## SELECTION:
>>>>>
Why Canada’s Most Progressive Major Party Didn’t Make Big Gains at the Polls

While the New Democratic Party campaigned on a more progressive platform, the Liberals campaigned to the left just enough to sow doubt about the NDP—while the NDP moved to the center.

Gerard Di Trolio

Newly elected Canadian Prime Minister Justin Trudeau. (Canadian Pacific)

Canada’s longest and most unpredictable federal election campaign of modern times has finally come to an end.

Debates about the future of the NDP are currently underway among the party’s members, but the NDP and progressive movements can't waste much time on introspection or assuming all is well now that Harper is gone.

After 78 days, the centrist Liberal Party, which started the contest third in the polls, finished with a strong majority government, increasing their seat total to 184 out of 338. The social democratic New Democratic Party (NDP), which began the campaign at the top of the polls, plunged into their traditional position of third place, losing over half of their seats. The ruling Conservatives lost 60 seats and will be the official opposition for the first time in almost a decade.

Though the final results were upsetting for many progressives and leftists who don’t trust the Liberals, especially as a majority government, given its history of implementing austerity, the fact remains: the arch-reactionary Stephen Harper is gone.

Recent days have seen many analyses of how things turned out the way they did. Most people seem to agree on the strength of the Liberal campaign. Liberal leader Justin Trudeau, son of former Prime Minister Pierre Trudeau, became a more confident campaigner as the election progressed. He was portrayed by both parties, especially the Conservatives, as gaffe-prone and inexperienced. But the charismatic Trudeau managed to capture the desire for change that many Canadians desired, according to polls taken throughout the campaign showed.

Harper’s reactionary agenda both at home and abroad gained him international notoriety and finally caught up to him. He and former Australian Prime Minister Tony Abbott were often singled out for their generally do-nothing approach to climate change, as both leaders relied on the energy and resource sectors to maintain high commodity prices to keep their economies growing.

With a recent collapse in resource prices, Harper’s economic policy had been exposed as unsustainable. Canada slipped into a technical recession” in 2015, and reports showed that Harper’s record of job creation was the worse of any Canadian Prime Minister since World War II. While Harper was quick to blame international economic factors and claim Canada weathered the Great Recession better than many other advanced economies, stagnant wages, high household debt and precarious work slowly but surely took their toll on Canadian workers. While Harper was Prime Minister for nearly a decade, these contradictions were bound to lead to his undoing eventually.

As for the NDP, its supporters are crushed. Over a million voters from 2011 abandoned the party in this past election. And while winning 44 seats is technically their second-best result ever, the gains are little consolation given the gains the NDP expected to make, including winning power for the first time at the federal level.

There will surely be much soul searching within the party in coming weeks and months as to why things turned out the way they did. Some will blame the loss of over half of their seats in Quebec over the party’s stance on Muslim women wearing niqab during oath of citizenship ceremonies, which was used by both the Conservatives and the Bloc Québécois (BQ) as a wedge issue. While the BQ, a party dedicated to Quebec sovereignty, managed to take a rump caucus from two to 10 seats in the election probably because of this issue, the Liberal Party, like the NDP, took a principled stand against this racist strategy. The Liberals won 40 seats in Quebec, which is the first time since 1980 it has won over half of Quebec’s seats in the House of Commons. But this narrative does not explain the NDP’s collapse.
<<<<<
## MATERIAL:
>>>>>
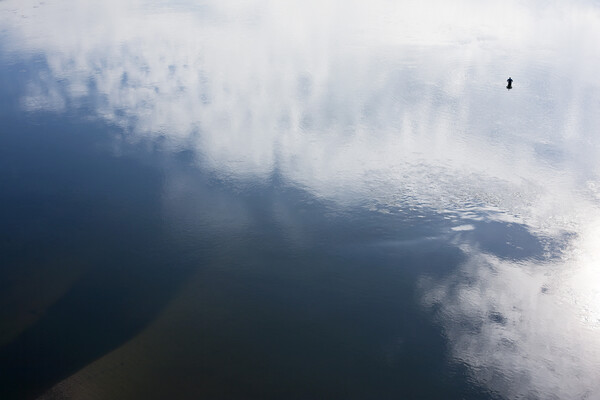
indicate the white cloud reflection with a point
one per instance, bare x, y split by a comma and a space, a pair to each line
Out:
<<<<<
## WRITTEN INSTRUCTION:
Answer these questions from the article on Canada's federal election:
1. How many seats did the Liberal Party end up with out of the 338?
2. How many seats did the NDP win?
3. How many seats did the Liberals win in Quebec?
The material is separate from the article.

## EXERCISE RESULT:
1. 184
2. 44
3. 40